- [TASK 1] Please rewrite the passage on Japanese volume strategy, starting with "The objective of" and going on through "obtain a profit.", with "executive" replaced by "manager".

The objective of maximizing volume is, therefore, completely rational given Japanese economic realities. In fact, it is the only rational strategy in the situation. The Japanese executive can assume, with considerable probability, that his profitability and his economic results will not be endangered by rapid volume increase even if prices decrease. In other words, he does not need to worry as long as the price he receives covers his present expenses. He knows that the true cost of the additional production is likely to be much lower. In the economists' terms, he knows that incremental revenue pricing, in which the additional volume does not have to cover anything but out-of-pocket expenses, is almost certain to be adequate to prevent a loss and, in fact, obtain a profit.

Image location labeling listing:
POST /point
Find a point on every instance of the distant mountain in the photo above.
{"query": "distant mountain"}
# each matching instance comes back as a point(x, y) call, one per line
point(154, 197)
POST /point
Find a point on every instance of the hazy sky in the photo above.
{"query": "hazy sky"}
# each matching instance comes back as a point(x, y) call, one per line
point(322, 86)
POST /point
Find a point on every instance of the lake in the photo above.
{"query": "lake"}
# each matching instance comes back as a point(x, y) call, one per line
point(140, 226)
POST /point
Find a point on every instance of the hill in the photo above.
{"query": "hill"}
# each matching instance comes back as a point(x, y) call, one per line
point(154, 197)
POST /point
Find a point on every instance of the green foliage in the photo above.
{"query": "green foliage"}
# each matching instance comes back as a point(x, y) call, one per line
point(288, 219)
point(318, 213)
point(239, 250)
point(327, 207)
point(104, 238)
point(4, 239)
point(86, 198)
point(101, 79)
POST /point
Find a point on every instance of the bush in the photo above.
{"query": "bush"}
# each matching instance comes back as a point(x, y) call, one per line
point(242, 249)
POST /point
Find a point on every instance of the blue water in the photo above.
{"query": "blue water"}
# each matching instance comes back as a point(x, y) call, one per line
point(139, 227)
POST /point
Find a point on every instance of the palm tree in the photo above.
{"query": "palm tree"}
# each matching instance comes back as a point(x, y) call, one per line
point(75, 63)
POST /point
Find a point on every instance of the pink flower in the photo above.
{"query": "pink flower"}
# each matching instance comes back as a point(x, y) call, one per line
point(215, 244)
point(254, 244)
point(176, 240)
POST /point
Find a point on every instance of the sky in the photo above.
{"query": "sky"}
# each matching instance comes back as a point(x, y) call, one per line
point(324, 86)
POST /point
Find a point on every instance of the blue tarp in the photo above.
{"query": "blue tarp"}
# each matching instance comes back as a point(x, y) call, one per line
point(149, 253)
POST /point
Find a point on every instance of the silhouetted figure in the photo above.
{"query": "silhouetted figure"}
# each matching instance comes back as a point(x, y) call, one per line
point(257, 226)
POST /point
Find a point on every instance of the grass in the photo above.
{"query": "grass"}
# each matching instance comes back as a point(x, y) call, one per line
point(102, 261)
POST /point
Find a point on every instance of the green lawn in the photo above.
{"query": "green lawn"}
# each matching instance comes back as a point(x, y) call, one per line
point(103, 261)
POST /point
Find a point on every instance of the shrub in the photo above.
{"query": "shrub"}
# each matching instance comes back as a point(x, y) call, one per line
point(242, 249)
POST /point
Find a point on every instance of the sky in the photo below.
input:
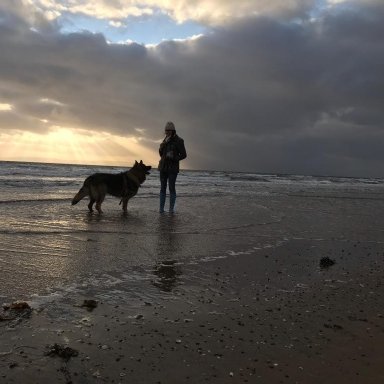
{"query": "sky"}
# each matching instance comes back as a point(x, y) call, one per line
point(269, 86)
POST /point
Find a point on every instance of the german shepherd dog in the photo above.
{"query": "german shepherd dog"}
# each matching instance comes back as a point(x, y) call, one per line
point(124, 185)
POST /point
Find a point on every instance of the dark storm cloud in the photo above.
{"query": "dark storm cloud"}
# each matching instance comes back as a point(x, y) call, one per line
point(261, 94)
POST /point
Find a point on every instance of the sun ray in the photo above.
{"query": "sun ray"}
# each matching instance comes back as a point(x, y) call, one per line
point(74, 146)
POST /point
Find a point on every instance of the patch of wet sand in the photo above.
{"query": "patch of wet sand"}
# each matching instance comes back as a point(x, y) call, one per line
point(273, 316)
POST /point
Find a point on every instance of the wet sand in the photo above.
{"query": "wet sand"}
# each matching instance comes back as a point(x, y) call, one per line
point(261, 314)
point(274, 318)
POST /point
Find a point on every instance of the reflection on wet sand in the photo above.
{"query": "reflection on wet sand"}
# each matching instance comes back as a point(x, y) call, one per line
point(167, 269)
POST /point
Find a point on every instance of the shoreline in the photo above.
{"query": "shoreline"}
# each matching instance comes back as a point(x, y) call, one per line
point(273, 316)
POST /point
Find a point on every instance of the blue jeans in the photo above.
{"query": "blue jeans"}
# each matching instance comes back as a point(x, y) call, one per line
point(170, 179)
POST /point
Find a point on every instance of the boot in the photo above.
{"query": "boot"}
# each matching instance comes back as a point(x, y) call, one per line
point(162, 201)
point(172, 201)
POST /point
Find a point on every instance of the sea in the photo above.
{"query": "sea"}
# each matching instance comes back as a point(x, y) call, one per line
point(49, 248)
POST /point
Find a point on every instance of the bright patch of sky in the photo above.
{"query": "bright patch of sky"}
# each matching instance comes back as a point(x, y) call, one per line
point(146, 30)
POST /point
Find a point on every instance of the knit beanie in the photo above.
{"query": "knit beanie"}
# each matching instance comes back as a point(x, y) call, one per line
point(170, 126)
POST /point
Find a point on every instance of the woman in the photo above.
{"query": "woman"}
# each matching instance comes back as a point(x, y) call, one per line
point(171, 151)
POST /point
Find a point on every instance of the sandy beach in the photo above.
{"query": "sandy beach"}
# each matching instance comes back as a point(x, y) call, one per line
point(228, 290)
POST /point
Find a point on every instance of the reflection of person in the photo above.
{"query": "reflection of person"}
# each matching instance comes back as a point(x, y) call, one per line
point(171, 151)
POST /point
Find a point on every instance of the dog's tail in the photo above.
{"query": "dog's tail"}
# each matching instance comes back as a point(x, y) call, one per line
point(80, 195)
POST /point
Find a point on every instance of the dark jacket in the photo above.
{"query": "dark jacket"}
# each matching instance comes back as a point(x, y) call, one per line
point(171, 153)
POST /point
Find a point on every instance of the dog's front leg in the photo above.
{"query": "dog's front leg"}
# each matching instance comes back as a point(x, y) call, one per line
point(125, 204)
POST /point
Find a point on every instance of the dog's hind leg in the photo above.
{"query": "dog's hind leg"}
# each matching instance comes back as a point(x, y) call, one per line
point(90, 205)
point(98, 206)
point(125, 204)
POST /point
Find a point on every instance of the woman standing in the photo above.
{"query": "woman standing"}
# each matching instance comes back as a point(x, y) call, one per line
point(171, 151)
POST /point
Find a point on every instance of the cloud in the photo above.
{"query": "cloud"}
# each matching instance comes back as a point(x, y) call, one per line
point(205, 11)
point(259, 93)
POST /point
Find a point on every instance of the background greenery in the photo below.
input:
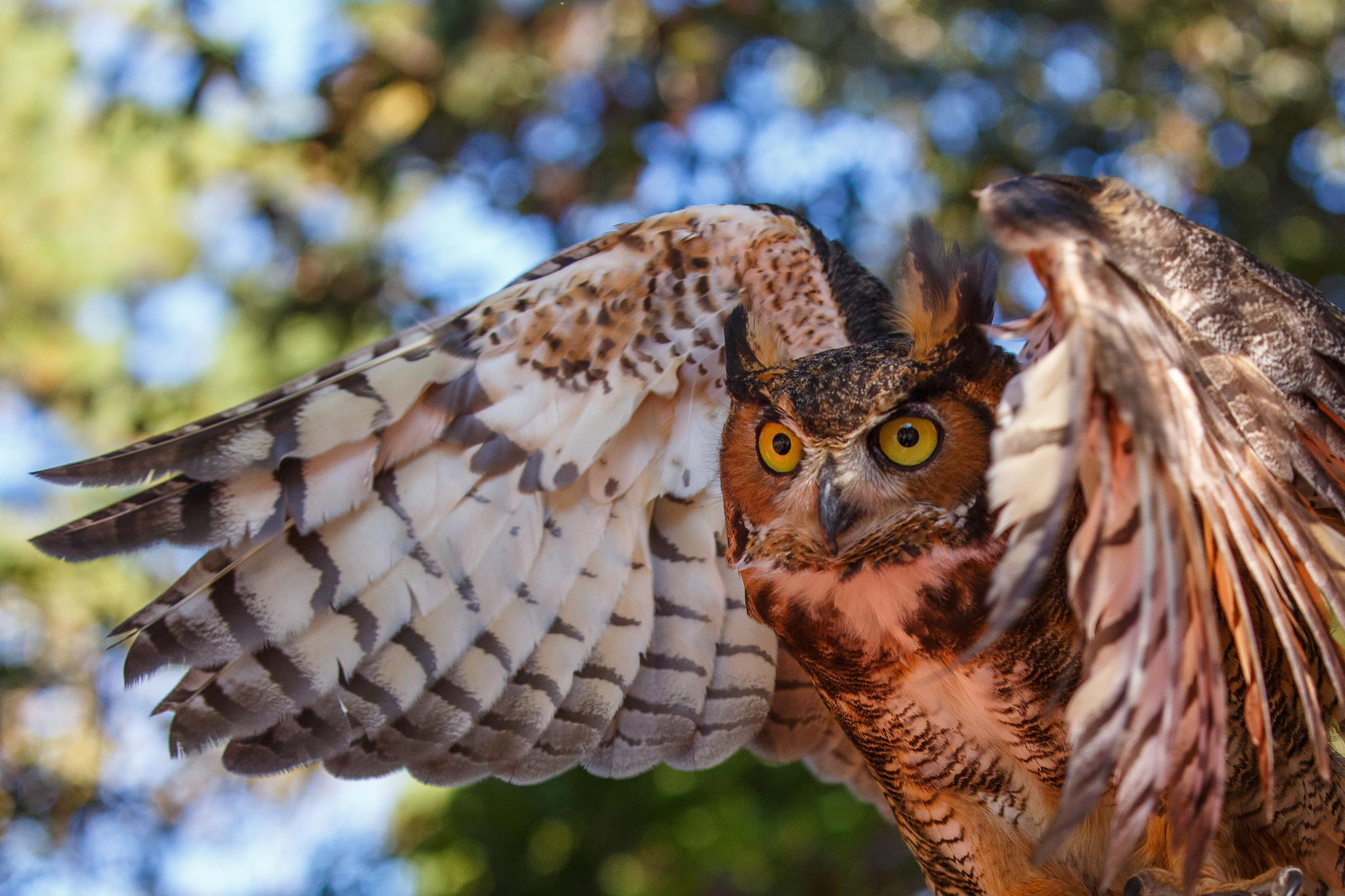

- [TASK 2] Count the lines of the listing that contain the string "woman", with case counting, and give only the number.

- [EXPECTED ANSWER 1]
The objective of maximizing volume is, therefore, completely rational given Japanese economic realities. In fact, it is the only rational strategy in the situation. The Japanese manager can assume, with considerable probability, that his profitability and his economic results will not be endangered by rapid volume increase even if prices decrease. In other words, he does not need to worry as long as the price he receives covers his present expenses. He knows that the true cost of the additional production is likely to be much lower. In the economists' terms, he knows that incremental revenue pricing, in which the additional volume does not have to cover anything but out-of-pocket expenses, is almost certain to be adequate to prevent a loss and, in fact, obtain a profit.

- [EXPECTED ANSWER 2] 4